* _Bereitgestellter Auszug_
◆ ◆ ◆ ◆ ◆
Auch sollen Kinder zukünftig automatisch die deutsche Staatsbürgerschaft erhalten, solange mindestens ein Elternteil seit mehr als fünf Jahren rechtmäßig in Deutschland lebt und ein unbefristetes Aufenthaltsrecht ­besitzt. Bisher waren es acht Jahre. Die Reform wäre also eine Erleichterung, doch vom ius soli (Geburtsortsprinzip), wie es etwa in den USA herrscht, ist man immer noch weit entfernt. So fallen zum Beispiel in Deutschland ge­borene und aufgewachsene Kinder von Geflüchteten, die in Kettenduldungen stecken, nicht unter diese Regelung.

Das Gesetz bringt also einige Erleichterungen, gerade die Änderungen für ehemalige sogenannte Gastarbeiter:­innen sind erfreulich. Die Abkehr vom Zwang, die bisherige Staatsbürgerschaft aufzugeben, ist zudem längst überfällig. Die bisherige Regelung ist nicht nur unfair und diskriminierend, da nur Menschen aus bestimmten ­sogenannten Drittstaaten ihre Staatsangehörigkeit abgeben müssen, sie ist in einer globalisierten Welt auch selbst für deutsche Verhältnisse unzeitgemäß. Das geplante Gesetz könnte also dazu führen, dass mehr Migrant:innen in Deutschland volle Rechte erhalten können, was zu begrüßen ist.

Bundeskanzler Olaf Scholz (SPD) verteidigte in seiner wöchentlichen Videobotschaft Faesers Pläne und sagte, Deutschland brauche bessere Regeln für die Einwanderung. Lob kam vom Präsidenten des Deutschen Instituts für Wirtschaftsforschung, Marcel Fratzscher. Dem Handelsblatt sagte er: »Deutschlands Fachkräfteproblem wird sich durch die Demographie und durch den zunehmenden Wettbewerb um die klügsten Köpfe massiv verschärfen, wenn die Politik nicht viel entschiedener als bisher handelt.« Eine klare Per­spektive auf Staatsangehörigkeit sei ein wichtiges Element, um Deutschland attraktiver für ausländische Arbeitskräfte zu machen.

Auch Verteidiger der Reform argumentieren vor allem damit, dass Migrant:innen Deutschland nützlich sein können, beispielsweise die Inte­grationsbeauftragte der Bundesregierung, Reem Alabali-Radovan (SPD). »Wir wollen ein modernes Einwanderungsland gestalten. Dazu gehört, dass wir schneller, besser und mehr einbürgern«, sagte sie den Zeitungen der Funke Mediengruppe. Dabei gehe es auch »um die Stärke unseres Landes«. Alabali-Radovan verwies in diesem Zusammenhang auf »Fach- und Arbeitskräfte, die gerne zu uns kommen und bleiben«.
◆ ◆ ◆ ◆ ◆
* _Anforderung_
Schreiben Sie aus dem Auszug zur Reform des Staatsbürgerschaftsrechts die Passage von „Das Gesetz bringt“ bis „zu begrüßen ist.“ wortgetreu ab.
◆ ◆ ◆ ◆ ◆
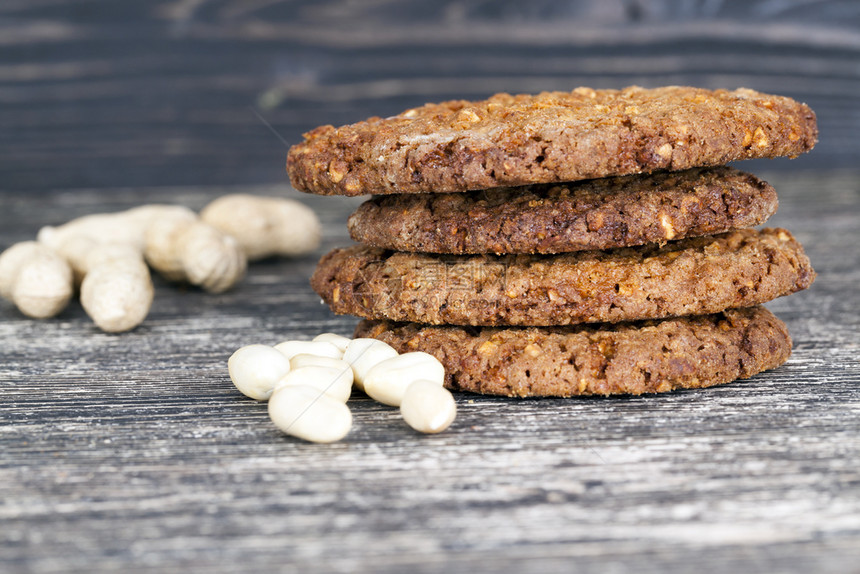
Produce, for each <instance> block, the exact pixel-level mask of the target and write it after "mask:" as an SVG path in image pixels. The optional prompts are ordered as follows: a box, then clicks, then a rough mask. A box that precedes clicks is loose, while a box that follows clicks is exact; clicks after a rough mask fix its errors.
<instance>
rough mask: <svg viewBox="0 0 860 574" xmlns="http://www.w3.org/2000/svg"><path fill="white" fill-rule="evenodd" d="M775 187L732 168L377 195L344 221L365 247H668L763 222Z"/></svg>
mask: <svg viewBox="0 0 860 574" xmlns="http://www.w3.org/2000/svg"><path fill="white" fill-rule="evenodd" d="M777 203H778V202H777V196H776V192H775V191H774V189H773V187H771V186H770V185H768V184H767V183H766V182H764V181H762V180H760V179H759V178H757V177H755V176H754V175H751V174H748V173H744V172H742V171H738V170H736V169H732V168H729V167H714V168H699V169H690V170H685V171H680V172H659V173H655V174H651V175H643V176H626V177H616V178H604V179H595V180H588V181H583V182H578V183H563V184H542V185H532V186H524V187H516V188H497V189H490V190H482V191H471V192H465V193H427V194H397V195H380V196H376V197H374V198H373V199H370V200H368V201H366V202H365V203H363V204H362V205H361V206H359V208H358V209H357V210H356V211H355V213H353V214H352V215H351V216H350V218H349V221H348V225H349V232H350V235H351V236H352V238H353V239H354V240H355V241H358V242H359V243H364V244H365V245H371V246H374V247H382V248H384V249H394V250H397V251H416V252H429V253H455V254H463V253H496V254H502V253H564V252H570V251H587V250H592V249H612V248H616V247H630V246H634V245H644V244H647V243H665V242H667V241H670V240H673V239H675V240H677V239H682V238H684V237H697V236H701V235H712V234H715V233H723V232H726V231H729V230H732V229H740V228H745V227H753V226H756V225H760V224H761V223H763V222H765V221H766V220H767V218H768V217H770V216H771V215H773V213H774V212H775V211H776V208H777Z"/></svg>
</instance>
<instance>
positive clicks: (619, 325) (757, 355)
mask: <svg viewBox="0 0 860 574" xmlns="http://www.w3.org/2000/svg"><path fill="white" fill-rule="evenodd" d="M355 336H356V337H373V338H376V339H379V340H381V341H385V342H386V343H388V344H389V345H391V346H392V347H394V348H395V349H397V350H398V351H400V352H401V353H402V352H407V351H424V352H427V353H430V354H431V355H434V356H435V357H436V358H438V359H439V361H441V362H442V364H443V365H445V377H446V380H445V384H446V386H447V387H448V388H450V389H453V390H462V391H472V392H476V393H486V394H493V395H506V396H511V397H528V396H573V395H611V394H622V393H623V394H633V395H638V394H642V393H659V392H665V391H671V390H673V389H679V388H700V387H709V386H712V385H718V384H721V383H728V382H730V381H733V380H735V379H739V378H740V379H745V378H748V377H751V376H752V375H754V374H756V373H759V372H761V371H764V370H767V369H773V368H775V367H778V366H779V365H781V364H782V363H784V362H785V361H786V360H787V359H788V356H789V355H790V354H791V338H790V337H789V335H788V330H787V329H786V327H785V325H784V324H783V323H782V321H780V320H779V319H777V318H776V317H774V316H773V314H772V313H770V311H768V310H767V309H765V308H763V307H751V308H747V309H738V310H732V311H726V312H724V313H719V314H716V315H706V316H699V317H681V318H677V319H664V320H662V321H648V322H641V323H623V324H618V325H610V326H606V325H601V326H595V327H591V326H578V327H528V328H486V327H484V328H476V327H453V326H443V327H431V326H426V325H418V324H415V323H405V324H404V323H399V324H398V323H390V322H387V321H367V320H365V321H362V322H361V323H360V324H359V325H358V328H357V329H356V331H355Z"/></svg>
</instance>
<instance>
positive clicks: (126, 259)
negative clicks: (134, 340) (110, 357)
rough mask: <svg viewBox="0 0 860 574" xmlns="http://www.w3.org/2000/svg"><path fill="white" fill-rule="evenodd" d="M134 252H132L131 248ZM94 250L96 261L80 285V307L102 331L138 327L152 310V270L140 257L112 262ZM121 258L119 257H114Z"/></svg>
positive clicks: (125, 257) (116, 332)
mask: <svg viewBox="0 0 860 574" xmlns="http://www.w3.org/2000/svg"><path fill="white" fill-rule="evenodd" d="M131 249H133V248H131ZM98 250H99V248H95V249H93V251H92V252H91V253H90V255H89V256H88V257H87V260H89V259H91V258H92V259H94V264H93V265H92V266H91V267H90V266H89V263H88V269H87V273H86V275H85V276H84V280H83V282H81V305H82V306H83V308H84V311H86V312H87V315H89V316H90V318H91V319H92V320H93V322H94V323H95V324H96V325H97V326H98V327H99V328H100V329H102V330H103V331H107V332H109V333H119V332H122V331H128V330H130V329H133V328H134V327H136V326H138V325H139V324H140V323H142V322H143V320H144V319H145V318H146V315H147V314H148V313H149V308H150V307H151V306H152V299H153V296H154V290H153V287H152V279H151V278H150V276H149V268H147V266H146V263H144V262H143V259H142V258H141V257H140V255H139V254H136V256H132V257H122V256H119V257H118V258H112V257H111V256H110V255H109V254H103V255H101V257H102V258H101V260H99V259H98V257H99V256H100V254H99V253H98ZM115 255H119V254H115Z"/></svg>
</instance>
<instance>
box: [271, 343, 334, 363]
mask: <svg viewBox="0 0 860 574" xmlns="http://www.w3.org/2000/svg"><path fill="white" fill-rule="evenodd" d="M275 348H276V349H277V350H278V351H280V352H281V353H283V354H284V356H286V357H287V358H288V359H291V358H293V357H295V356H296V355H319V356H320V357H331V358H332V359H340V358H341V357H343V353H342V352H341V350H340V349H338V348H337V347H335V346H334V345H332V344H331V343H326V342H325V341H284V342H283V343H278V344H277V345H275Z"/></svg>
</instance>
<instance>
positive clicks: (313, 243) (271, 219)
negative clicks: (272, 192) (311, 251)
mask: <svg viewBox="0 0 860 574" xmlns="http://www.w3.org/2000/svg"><path fill="white" fill-rule="evenodd" d="M200 218H201V219H202V220H203V221H205V222H206V223H208V224H209V225H212V226H213V227H216V228H217V229H219V230H221V231H222V232H224V233H226V234H227V235H231V236H233V237H235V238H236V240H237V241H238V242H239V245H240V246H241V247H242V250H243V251H244V253H245V255H246V256H247V257H248V259H249V260H251V261H255V260H257V259H263V258H265V257H270V256H272V255H287V256H290V255H302V254H304V253H310V252H311V251H313V250H314V249H316V248H317V247H318V246H319V243H320V222H319V219H318V218H317V216H316V214H315V213H314V212H313V211H312V210H311V209H310V208H309V207H307V206H305V205H302V204H301V203H299V202H298V201H293V200H291V199H286V198H282V197H259V196H254V195H247V194H233V195H225V196H223V197H220V198H218V199H216V200H215V201H213V202H212V203H210V204H209V205H207V206H206V207H205V208H204V209H203V211H201V212H200Z"/></svg>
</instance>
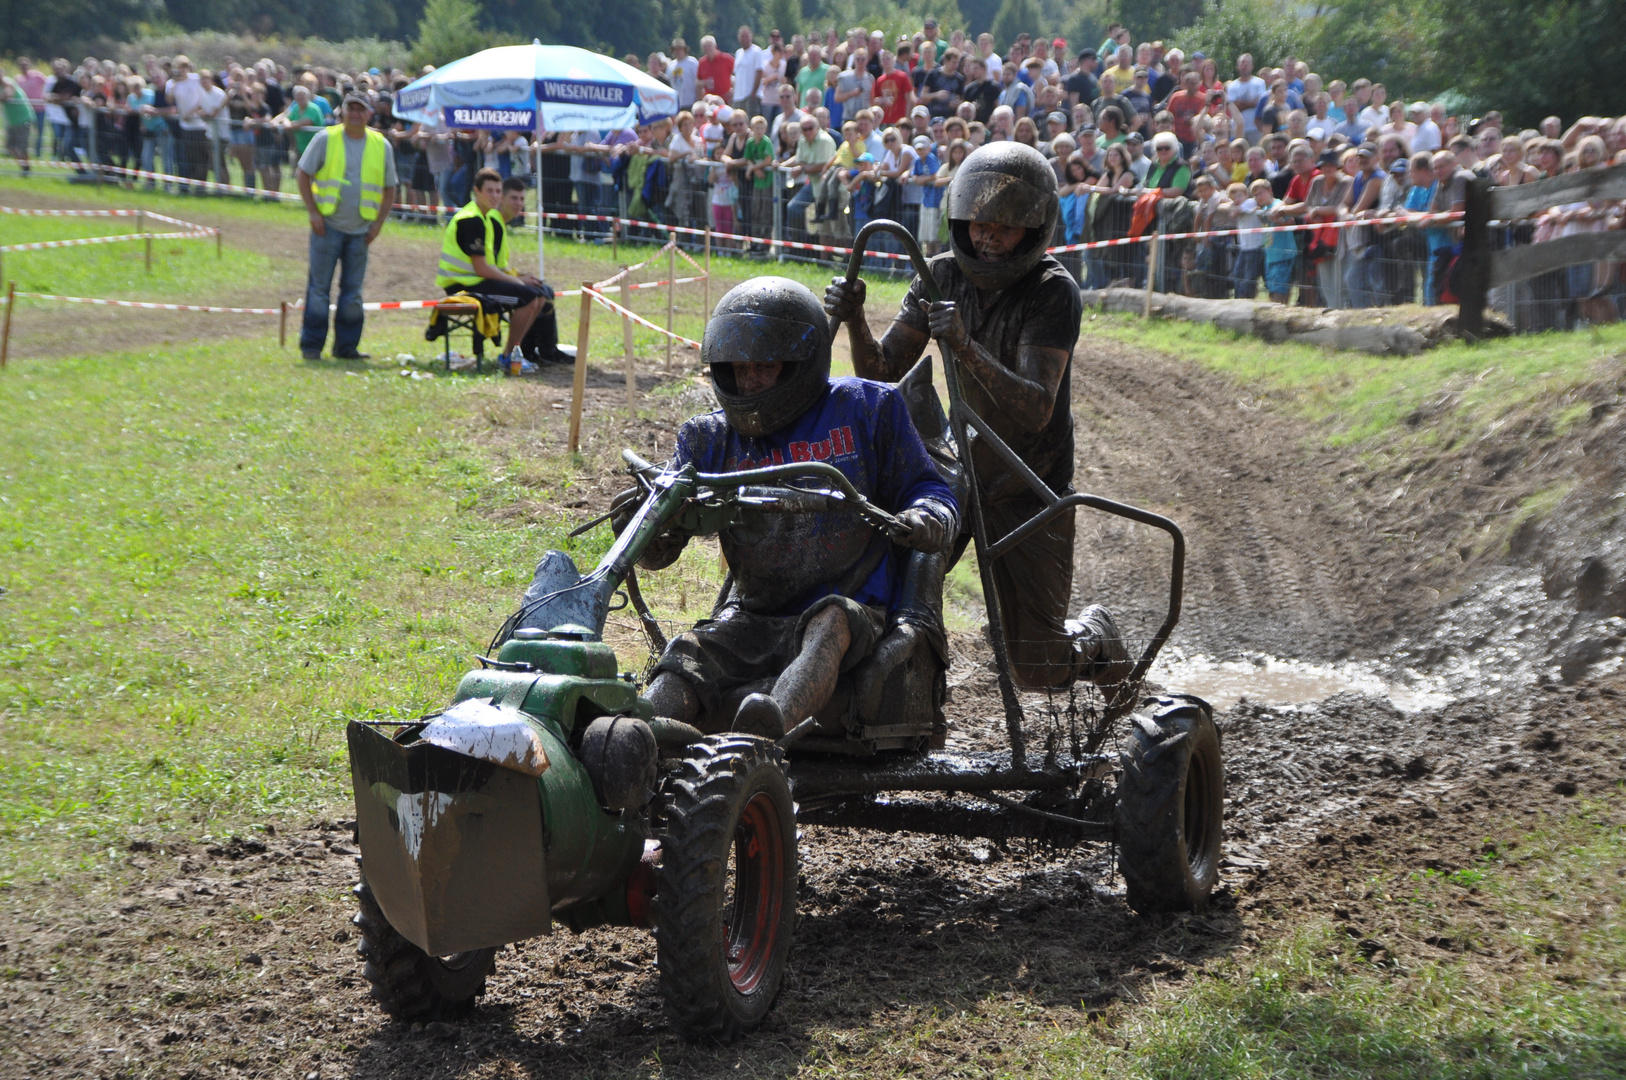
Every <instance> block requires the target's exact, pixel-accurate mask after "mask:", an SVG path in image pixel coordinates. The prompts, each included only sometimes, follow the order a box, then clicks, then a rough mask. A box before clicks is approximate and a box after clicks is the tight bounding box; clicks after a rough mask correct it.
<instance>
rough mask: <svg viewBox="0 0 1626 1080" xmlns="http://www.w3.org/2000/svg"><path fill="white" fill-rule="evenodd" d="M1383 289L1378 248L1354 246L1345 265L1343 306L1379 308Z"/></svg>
mask: <svg viewBox="0 0 1626 1080" xmlns="http://www.w3.org/2000/svg"><path fill="white" fill-rule="evenodd" d="M1380 288H1382V270H1380V267H1379V262H1377V246H1376V244H1367V246H1364V247H1363V246H1354V247H1353V249H1351V250H1350V254H1348V257H1346V262H1345V263H1343V293H1345V294H1343V306H1345V307H1377V303H1379V290H1380Z"/></svg>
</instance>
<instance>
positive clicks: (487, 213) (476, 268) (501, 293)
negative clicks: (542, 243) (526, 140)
mask: <svg viewBox="0 0 1626 1080" xmlns="http://www.w3.org/2000/svg"><path fill="white" fill-rule="evenodd" d="M472 194H473V198H472V200H470V202H468V205H467V207H463V208H462V210H459V211H457V213H454V215H452V220H450V221H447V223H446V234H444V236H442V237H441V268H439V272H437V273H436V275H434V283H436V285H439V286H441V288H442V290H446V291H447V294H450V293H468V294H472V296H478V298H480V299H481V303H483V304H485V306H486V307H488V309H489V307H491V306H501V307H507V309H511V311H509V340H507V348H504V350H502V358H501V361H499V364H501V368H502V371H504V372H506V374H514V368H512V366H511V361H519V363H517V366H519V374H527V376H528V374H533V372H535V371H537V366H535V364H533V363H530V361H528V359H525V358H524V356H520V353H519V343H520V342H524V340H525V333H527V332H528V330H530V324H532V322H533V320H535V319H537V316H538V314H540V312H541V306H543V304H545V303H546V298H548V290H546V286H545V285H543V283H541V280H540V278H537V277H533V275H528V273H527V275H519V277H515V275H512V273H509V270H507V265H509V252H511V247H512V246H511V244H509V236H507V228H506V226H504V224H502V174H501V172H498V171H496V169H480V172H475V184H473V189H472Z"/></svg>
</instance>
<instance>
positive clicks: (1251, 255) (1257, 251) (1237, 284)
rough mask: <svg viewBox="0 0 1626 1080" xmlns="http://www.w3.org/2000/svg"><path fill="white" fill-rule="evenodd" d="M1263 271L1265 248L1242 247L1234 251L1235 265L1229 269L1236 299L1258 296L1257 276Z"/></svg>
mask: <svg viewBox="0 0 1626 1080" xmlns="http://www.w3.org/2000/svg"><path fill="white" fill-rule="evenodd" d="M1263 273H1265V249H1263V247H1244V249H1241V250H1237V252H1236V267H1234V268H1233V270H1231V283H1233V286H1234V288H1236V298H1237V299H1254V298H1255V296H1259V278H1260V275H1263Z"/></svg>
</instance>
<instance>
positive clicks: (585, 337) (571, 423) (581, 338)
mask: <svg viewBox="0 0 1626 1080" xmlns="http://www.w3.org/2000/svg"><path fill="white" fill-rule="evenodd" d="M592 286H593V283H592V281H582V316H580V322H577V324H576V379H574V381H572V382H571V454H574V452H576V451H577V447H579V446H580V442H582V398H584V397H587V333H589V330H590V329H592V322H593V298H592V296H589V294H587V290H590V288H592Z"/></svg>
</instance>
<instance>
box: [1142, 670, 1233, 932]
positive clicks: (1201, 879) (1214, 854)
mask: <svg viewBox="0 0 1626 1080" xmlns="http://www.w3.org/2000/svg"><path fill="white" fill-rule="evenodd" d="M1132 721H1133V722H1132V732H1130V738H1128V745H1127V747H1125V750H1124V755H1122V760H1124V779H1122V781H1120V782H1119V792H1117V830H1119V869H1120V870H1122V872H1124V882H1125V885H1127V886H1128V904H1130V908H1133V909H1135V911H1140V912H1141V914H1146V912H1153V911H1197V909H1200V908H1202V906H1203V904H1205V903H1208V895H1210V893H1211V891H1213V886H1215V883H1216V882H1218V880H1219V849H1221V846H1223V841H1224V766H1223V764H1221V760H1219V730H1218V729H1216V727H1215V722H1213V711H1211V709H1210V708H1208V703H1205V701H1202V699H1198V698H1190V696H1187V695H1169V696H1161V698H1158V699H1156V704H1154V708H1153V709H1151V711H1150V714H1137V716H1135V717H1132Z"/></svg>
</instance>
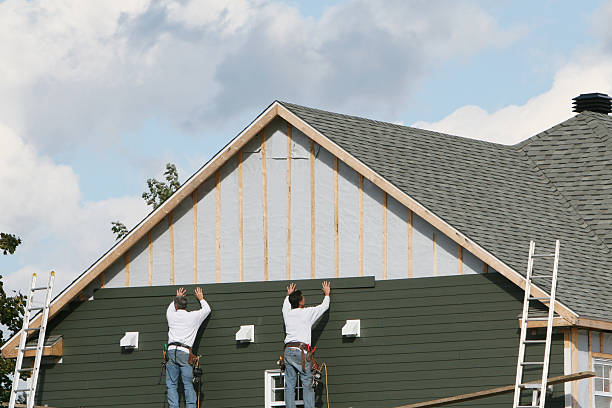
◆ ◆ ◆ ◆ ◆
* _Lösung_
Das Gesetz bringt also einige Erleichterungen, gerade die Änderungen für ehemalige sogenannte Gastarbeiter:­innen sind erfreulich. Die Abkehr vom Zwang, die bisherige Staatsbürgerschaft aufzugeben, ist zudem längst überfällig. Die bisherige Regelung ist nicht nur unfair und diskriminierend, da nur Menschen aus bestimmten ­sogenannten Drittstaaten ihre Staatsangehörigkeit abgeben müssen, sie ist in einer globalisierten Welt auch selbst für deutsche Verhältnisse unzeitgemäß. Das geplante Gesetz könnte also dazu führen, dass mehr Migrant:innen in Deutschland volle Rechte erhalten können, was zu begrüßen ist.